This project was carried out independently by a Bachelor of Science student. Every implementation reflects my best understanding based on the concepts and references studied throughout the process. The purpose of this work is purely academic — to explore the intersection of Machine Learning, Reinforcement Learning, and Financial Markets — and it should not be interpreted as financial advice.

The proposed RL framework did not statistically outperform the strongest baseline over the test horizon, but it achieved comparable risk-adjusted returns and demonstrated cost-sensitive, adaptive behavior. These properties indicate that the model captured meaningful structure in the data, and that further gains may be attainable with richer state features and longer training horizons.

Hence, the agent can be considered competitive rather than dominating, with differences from traditional baselines lying mostly within statistical noise — consistent with much of the open-source literature on Deep RL in Finance, where models often perform competitively but rarely surpass Markowitz-style or momentum-based benchmarks without substantial feature engineering, regime filtering, or high-frequency data.

Given my current level of study and the independent nature of this project, I am very satisfied with its development and results. With proper guidance and additional resources, I aim to release a second, more robust version — potentially featuring an interactive dashboard for visualizing results.
For feedback or collaboration, I can be reached at my institutional email listed above.

2 Introduction

2.1 Motivation

Portfolio management is a fundamental problem in quantitative finance, where investors must continuously decide how to allocate capital across multiple assets. Classical approaches like Markowitz mean-variance optimization suffer from three key limitations:

1. Parameter estimation error - Mean and covariance estimates from historical data are noisy
2. Static optimization - Solutions don’t adapt to changing market conditions
3. Transaction cost neglect - Most formulations ignore the friction costs of rebalancing

Deep Reinforcement Learning (RL) offers a paradigm shift: instead of solving a one-shot optimization, we train an agent to make sequential decisions by directly interacting with market data. The agent learns a policy (state → action mapping) that maximizes long-term risk-adjusted returns while accounting for trading costs.

——————

SET PROBLEM A:
Answer these about the portfolio text:
(i) What does the text give as the purpose of the work?
(ii) What might a second version of the project feature?
(iii) What does the agent's policy maximize?
SET PROBLEM B: Retype the portfolio text, everything from "2.1 Motivation" down to "for trading costs.".
Use only the portfolio text as your source.

PROVIDED DATA:

——————

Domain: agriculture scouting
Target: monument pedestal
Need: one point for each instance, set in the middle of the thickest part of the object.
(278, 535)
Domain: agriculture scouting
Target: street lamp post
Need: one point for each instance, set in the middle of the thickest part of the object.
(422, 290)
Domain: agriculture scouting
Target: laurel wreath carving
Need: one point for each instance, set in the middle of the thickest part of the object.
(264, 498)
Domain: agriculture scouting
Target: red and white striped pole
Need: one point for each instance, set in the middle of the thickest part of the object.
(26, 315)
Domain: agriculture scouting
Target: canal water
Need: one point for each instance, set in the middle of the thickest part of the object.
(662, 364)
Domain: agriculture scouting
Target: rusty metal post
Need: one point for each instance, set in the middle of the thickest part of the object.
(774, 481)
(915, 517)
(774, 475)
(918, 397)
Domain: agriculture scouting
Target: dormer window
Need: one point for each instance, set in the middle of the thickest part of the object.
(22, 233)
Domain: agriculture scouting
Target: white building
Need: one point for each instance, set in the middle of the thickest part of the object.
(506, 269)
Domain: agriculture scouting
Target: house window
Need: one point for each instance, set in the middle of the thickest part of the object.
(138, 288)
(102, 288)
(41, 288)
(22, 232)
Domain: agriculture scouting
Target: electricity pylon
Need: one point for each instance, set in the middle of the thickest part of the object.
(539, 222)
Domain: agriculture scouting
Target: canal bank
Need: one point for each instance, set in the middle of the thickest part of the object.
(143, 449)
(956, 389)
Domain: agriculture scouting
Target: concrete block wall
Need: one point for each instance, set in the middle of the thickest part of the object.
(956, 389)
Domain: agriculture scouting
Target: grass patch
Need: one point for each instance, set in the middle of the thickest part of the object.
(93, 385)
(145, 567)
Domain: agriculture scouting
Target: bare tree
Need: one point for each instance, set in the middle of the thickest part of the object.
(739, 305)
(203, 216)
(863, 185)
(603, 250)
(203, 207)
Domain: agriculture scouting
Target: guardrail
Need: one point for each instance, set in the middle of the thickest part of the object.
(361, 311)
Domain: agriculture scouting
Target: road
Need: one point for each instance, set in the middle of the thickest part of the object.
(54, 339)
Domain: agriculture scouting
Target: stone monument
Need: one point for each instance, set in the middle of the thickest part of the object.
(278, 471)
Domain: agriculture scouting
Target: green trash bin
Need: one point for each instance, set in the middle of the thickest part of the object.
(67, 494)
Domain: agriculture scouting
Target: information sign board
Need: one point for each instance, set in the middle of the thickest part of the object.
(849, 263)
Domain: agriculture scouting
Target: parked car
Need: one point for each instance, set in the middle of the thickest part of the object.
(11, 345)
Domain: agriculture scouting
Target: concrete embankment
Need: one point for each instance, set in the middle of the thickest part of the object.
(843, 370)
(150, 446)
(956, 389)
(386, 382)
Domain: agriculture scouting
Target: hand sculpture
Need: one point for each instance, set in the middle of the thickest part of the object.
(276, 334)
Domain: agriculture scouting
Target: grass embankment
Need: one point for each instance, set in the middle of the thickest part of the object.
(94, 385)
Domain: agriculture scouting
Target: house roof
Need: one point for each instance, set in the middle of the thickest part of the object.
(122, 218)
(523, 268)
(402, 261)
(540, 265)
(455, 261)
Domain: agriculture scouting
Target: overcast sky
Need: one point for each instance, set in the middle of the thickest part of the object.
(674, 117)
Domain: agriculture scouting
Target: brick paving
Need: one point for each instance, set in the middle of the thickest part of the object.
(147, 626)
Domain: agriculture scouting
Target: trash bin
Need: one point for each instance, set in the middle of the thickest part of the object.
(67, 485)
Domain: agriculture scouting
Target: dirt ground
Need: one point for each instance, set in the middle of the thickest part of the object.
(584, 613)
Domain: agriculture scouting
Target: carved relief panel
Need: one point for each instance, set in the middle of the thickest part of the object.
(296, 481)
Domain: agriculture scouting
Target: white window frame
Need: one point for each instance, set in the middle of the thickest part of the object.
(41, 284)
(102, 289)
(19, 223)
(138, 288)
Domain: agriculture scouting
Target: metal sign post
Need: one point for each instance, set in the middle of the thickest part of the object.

——————

FULL SOLUTION A:
(i) It is purely academic: to explore the intersection of Machine Learning, Reinforcement Learning, and Financial Markets.
(ii) An interactive dashboard for visualizing results.
(iii) Long-term risk-adjusted returns, while accounting for trading costs.

FULL SOLUTION B:
2.1 Motivation

Portfolio management is a fundamental problem in quantitative finance, where investors must continuously decide how to allocate capital across multiple assets. Classical approaches like Markowitz mean-variance optimization suffer from three key limitations:

1. Parameter estimation error - Mean and covariance estimates from historical data are noisy
2. Static optimization - Solutions don’t adapt to changing market conditions
3. Transaction cost neglect - Most formulations ignore the friction costs of rebalancing

Deep Reinforcement Learning (RL) offers a paradigm shift: instead of solving a one-shot optimization, we train an agent to make sequential decisions by directly interacting with market data. The agent learns a policy (state → action mapping) that maximizes long-term risk-adjusted returns while accounting for trading costs.